Exercise aim: Can you give every one of the saved entries below as a numbered list, with blank lines dropped and the pictures left out?

Saved entries
• • • • • • •
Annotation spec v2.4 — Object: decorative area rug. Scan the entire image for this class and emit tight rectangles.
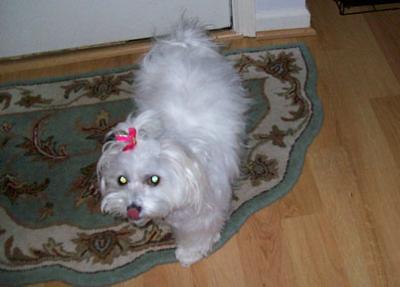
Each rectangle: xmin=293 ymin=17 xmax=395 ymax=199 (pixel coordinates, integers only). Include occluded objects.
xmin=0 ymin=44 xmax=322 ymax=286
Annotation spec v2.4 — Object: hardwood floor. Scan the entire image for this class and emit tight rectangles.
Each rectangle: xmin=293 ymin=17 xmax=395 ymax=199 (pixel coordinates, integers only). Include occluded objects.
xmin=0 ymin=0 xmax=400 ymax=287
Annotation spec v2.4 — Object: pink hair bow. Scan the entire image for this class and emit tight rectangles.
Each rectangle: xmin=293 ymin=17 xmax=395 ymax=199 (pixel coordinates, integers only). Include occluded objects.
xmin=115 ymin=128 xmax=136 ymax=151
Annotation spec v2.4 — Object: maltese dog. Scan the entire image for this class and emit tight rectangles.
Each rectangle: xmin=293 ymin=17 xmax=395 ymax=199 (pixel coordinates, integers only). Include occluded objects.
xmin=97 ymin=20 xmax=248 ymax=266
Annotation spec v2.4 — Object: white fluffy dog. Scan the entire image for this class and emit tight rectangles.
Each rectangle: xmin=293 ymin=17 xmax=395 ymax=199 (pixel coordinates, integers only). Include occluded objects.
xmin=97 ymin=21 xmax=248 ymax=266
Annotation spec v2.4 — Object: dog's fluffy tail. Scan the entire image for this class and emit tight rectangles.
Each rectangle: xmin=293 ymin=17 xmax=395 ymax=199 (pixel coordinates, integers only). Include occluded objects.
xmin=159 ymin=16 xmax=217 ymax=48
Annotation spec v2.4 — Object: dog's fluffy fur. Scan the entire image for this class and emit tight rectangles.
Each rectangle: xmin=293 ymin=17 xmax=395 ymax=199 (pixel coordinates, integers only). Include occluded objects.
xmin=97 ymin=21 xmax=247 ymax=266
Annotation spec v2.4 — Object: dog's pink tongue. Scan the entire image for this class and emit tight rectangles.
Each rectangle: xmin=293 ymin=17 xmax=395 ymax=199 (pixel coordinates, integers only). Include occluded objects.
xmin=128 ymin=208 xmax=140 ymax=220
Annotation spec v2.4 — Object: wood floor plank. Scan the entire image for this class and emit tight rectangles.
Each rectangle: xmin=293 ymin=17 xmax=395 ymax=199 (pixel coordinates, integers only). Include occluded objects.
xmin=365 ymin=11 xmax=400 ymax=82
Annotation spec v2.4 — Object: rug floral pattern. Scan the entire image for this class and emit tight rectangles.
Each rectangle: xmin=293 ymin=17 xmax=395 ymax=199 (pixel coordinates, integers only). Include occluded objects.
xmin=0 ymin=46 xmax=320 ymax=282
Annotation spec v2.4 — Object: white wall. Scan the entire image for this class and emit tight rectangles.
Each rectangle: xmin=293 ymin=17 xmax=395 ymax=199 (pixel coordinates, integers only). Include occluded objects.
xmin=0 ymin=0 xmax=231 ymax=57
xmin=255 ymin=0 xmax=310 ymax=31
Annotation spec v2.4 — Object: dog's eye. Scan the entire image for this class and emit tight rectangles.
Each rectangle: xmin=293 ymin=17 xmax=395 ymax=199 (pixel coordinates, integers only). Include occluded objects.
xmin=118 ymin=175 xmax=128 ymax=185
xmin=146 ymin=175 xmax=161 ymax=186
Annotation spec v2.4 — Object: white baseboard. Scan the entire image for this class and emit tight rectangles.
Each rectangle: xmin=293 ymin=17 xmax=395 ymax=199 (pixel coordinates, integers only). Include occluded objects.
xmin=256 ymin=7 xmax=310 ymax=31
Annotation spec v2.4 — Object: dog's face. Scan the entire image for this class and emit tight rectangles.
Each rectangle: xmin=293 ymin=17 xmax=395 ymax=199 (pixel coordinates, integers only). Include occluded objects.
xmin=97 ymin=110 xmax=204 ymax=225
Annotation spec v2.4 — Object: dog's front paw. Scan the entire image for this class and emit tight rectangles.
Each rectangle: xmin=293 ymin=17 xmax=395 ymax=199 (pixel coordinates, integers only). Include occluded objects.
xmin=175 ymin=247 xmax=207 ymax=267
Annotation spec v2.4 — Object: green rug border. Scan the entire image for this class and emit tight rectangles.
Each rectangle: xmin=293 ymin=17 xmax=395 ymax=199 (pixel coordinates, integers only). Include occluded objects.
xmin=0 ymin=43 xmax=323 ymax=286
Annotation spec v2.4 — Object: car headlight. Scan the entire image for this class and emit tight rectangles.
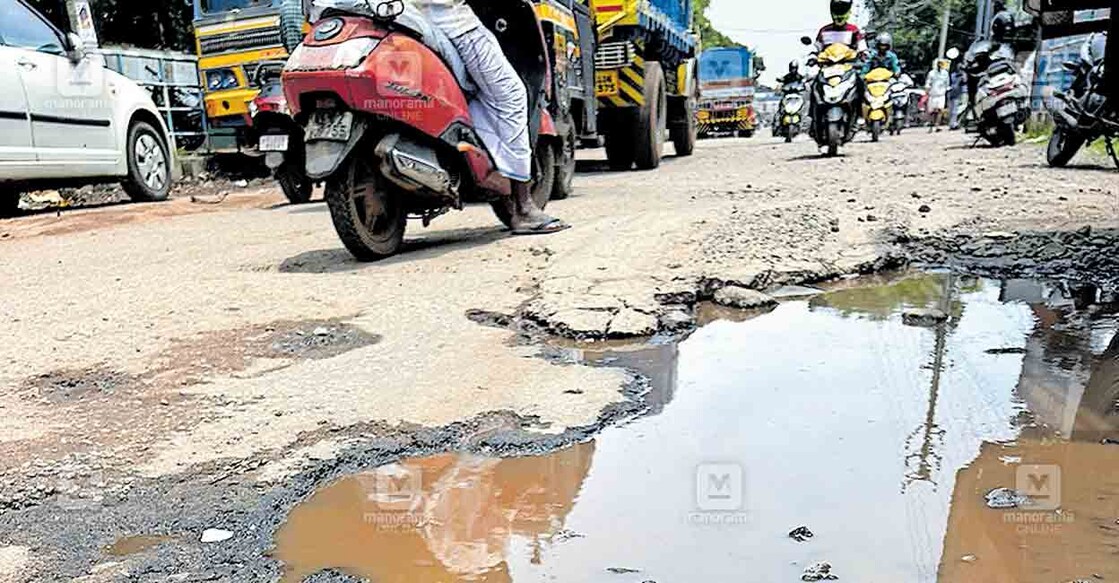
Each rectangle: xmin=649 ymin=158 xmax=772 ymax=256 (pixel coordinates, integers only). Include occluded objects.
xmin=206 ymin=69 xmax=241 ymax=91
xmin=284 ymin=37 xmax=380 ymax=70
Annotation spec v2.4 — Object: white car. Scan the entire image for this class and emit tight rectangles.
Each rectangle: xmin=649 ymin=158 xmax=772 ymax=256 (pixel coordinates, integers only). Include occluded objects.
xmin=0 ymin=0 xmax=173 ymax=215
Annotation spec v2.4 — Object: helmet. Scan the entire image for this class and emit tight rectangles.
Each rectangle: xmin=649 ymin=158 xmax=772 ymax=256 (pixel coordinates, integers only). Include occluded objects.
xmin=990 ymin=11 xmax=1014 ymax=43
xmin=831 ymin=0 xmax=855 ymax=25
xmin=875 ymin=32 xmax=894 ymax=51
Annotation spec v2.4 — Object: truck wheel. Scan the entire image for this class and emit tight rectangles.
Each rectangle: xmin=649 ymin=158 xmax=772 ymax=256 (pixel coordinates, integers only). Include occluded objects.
• • • • • • •
Exercise output:
1. Annotation spec v2.4 — Object: decorative area rug. Scan the entire image for this class and emit tight rectangles.
2. Each rectangle: xmin=293 ymin=17 xmax=395 ymax=199 (pixel coordinates, integers only). Include occluded objects.
3. xmin=0 ymin=44 xmax=322 ymax=286
4. Annotation spec v2.4 — Object: hardwood floor. Scan the entire image for this class and emit tight rectangles.
5. Each rectangle: xmin=293 ymin=17 xmax=395 ymax=199 (pixel coordinates, integers only). Include occluded objects.
6. xmin=0 ymin=0 xmax=400 ymax=287
7. Annotation spec v2.4 — Object: pink hair bow. Scan the entire image for this class and emit tight rectangles.
8. Each rectangle: xmin=293 ymin=17 xmax=395 ymax=199 (pixel coordinates, integers only). Include occluded objects.
9. xmin=115 ymin=128 xmax=136 ymax=151
10. Annotation spec v2.4 — Object: maltese dog. Scan the entire image for this class and emit tight rectangles.
11. Each rectangle: xmin=293 ymin=17 xmax=395 ymax=199 (pixel coordinates, integers only). Include occluded objects.
12. xmin=97 ymin=20 xmax=248 ymax=266
13. Annotation spec v2.4 — Object: white fluffy dog. Scan the entire image for this class and emit tight rectangles.
14. Each rectangle: xmin=293 ymin=17 xmax=395 ymax=199 (pixel coordinates, integers only). Include occluded objects.
15. xmin=97 ymin=21 xmax=248 ymax=266
16. Annotation spec v2.4 — Object: dog's fluffy tail. Scan the entire image for this class and emit tight rectangles.
17. Each rectangle: xmin=293 ymin=17 xmax=395 ymax=199 (pixel coordinates, integers only). Include occluded objects.
18. xmin=159 ymin=16 xmax=217 ymax=48
19. Annotation spec v2.4 — Object: dog's fluffy fur. Scan the entire image for this class and emit tight rectangles.
20. Each rectangle: xmin=293 ymin=17 xmax=395 ymax=199 (pixel coordinates, integers only). Include occluded objects.
21. xmin=97 ymin=21 xmax=247 ymax=266
22. Annotation spec v2.4 — Object: dog's pink tongue. Scan the entire image for this class and emit tight rectangles.
23. Each rectangle: xmin=293 ymin=17 xmax=395 ymax=199 (pixel coordinates, integers only). Include occluded objects.
24. xmin=128 ymin=208 xmax=140 ymax=220
25. Annotation spec v2.4 — Object: wood floor plank. Scan the entire image for this class and emit tight rectangles.
26. Each rectangle: xmin=293 ymin=17 xmax=395 ymax=199 (pixel coordinates, integers only). Include occluded objects.
27. xmin=365 ymin=11 xmax=400 ymax=82
28. Annotation spec v2.4 — Object: rug floral pattern. Scan the entire image for this class and emit tight rectangles.
29. Each rectangle: xmin=293 ymin=17 xmax=395 ymax=199 (pixel coordinates, integers only). Include occluded objects.
30. xmin=0 ymin=46 xmax=320 ymax=282
31. Annotation spec v2.4 — Object: white wall. Scan the entire image for this class and emit tight rectangles.
32. Each rectangle: xmin=293 ymin=17 xmax=395 ymax=199 (pixel coordinates, integers only). Include occluded objects.
33. xmin=0 ymin=0 xmax=231 ymax=57
34. xmin=255 ymin=0 xmax=310 ymax=31
35. Annotation spec v2.4 — Object: dog's eye. Scan the entire image for this class and emit tight rectangles.
36. Each rectangle: xmin=293 ymin=17 xmax=395 ymax=199 (pixel coordinates, integers only). Include occluded objects.
37. xmin=118 ymin=175 xmax=128 ymax=185
38. xmin=146 ymin=175 xmax=161 ymax=186
39. Annotation spec v2.4 — Object: white baseboard. Scan the entire image for this class and emit tight rectangles.
40. Each rectangle: xmin=293 ymin=17 xmax=395 ymax=199 (pixel coordinates, integers only). Include occluded objects.
41. xmin=256 ymin=7 xmax=310 ymax=31
42. Annotation spec v2.4 — Object: dog's face. Scan the entire image for this class and emit tight rectangles.
43. Each rectangle: xmin=293 ymin=17 xmax=395 ymax=199 (pixel coordinates, integers only). Include occluded objects.
44. xmin=97 ymin=110 xmax=204 ymax=225
45. Annotation spec v2.4 — Object: dog's front paw. Scan the entire image for this class and emit tight rectangles.
46. Each rectangle: xmin=293 ymin=17 xmax=395 ymax=199 (pixel coordinates, integers only). Include occluded objects.
47. xmin=175 ymin=247 xmax=207 ymax=267
48. Annotation spec v2.4 — Object: green rug border. Scan the entire image for this class and emit tight rectangles.
49. Each rectangle: xmin=293 ymin=17 xmax=395 ymax=199 (pixel coordinates, integers only). Include occluded objects.
50. xmin=0 ymin=43 xmax=323 ymax=286
51. Annotation spec v2.4 — Object: car headlight. Scan the entire image for this class and emit tight rectangles.
52. Each rectangle: xmin=649 ymin=158 xmax=772 ymax=256 (pixel coordinates, integers only). Include occluded objects.
53. xmin=206 ymin=69 xmax=241 ymax=91
54. xmin=284 ymin=37 xmax=380 ymax=70
55. Annotation spec v2.4 — Object: white car. Scan the entire image for this class and emit tight rectangles.
56. Each rectangle: xmin=649 ymin=158 xmax=772 ymax=256 (pixel coordinates, integers only). Include occluded objects.
57. xmin=0 ymin=0 xmax=173 ymax=215
58. Annotation spec v2.4 — Object: helmet. Scan the entire image for this class and emit tight rectangles.
59. Each rectangle: xmin=649 ymin=158 xmax=772 ymax=256 (pixel coordinates, integers only). Include occluded objects.
60. xmin=990 ymin=11 xmax=1014 ymax=43
61. xmin=831 ymin=0 xmax=855 ymax=25
62. xmin=875 ymin=32 xmax=894 ymax=51
63. Annotation spec v2.4 — Object: truck wheel. Scan the entire image for this class and emit tight rectangles.
64. Each rectangle: xmin=649 ymin=158 xmax=772 ymax=256 (pixel coordinates, integers only). Include occluded objects.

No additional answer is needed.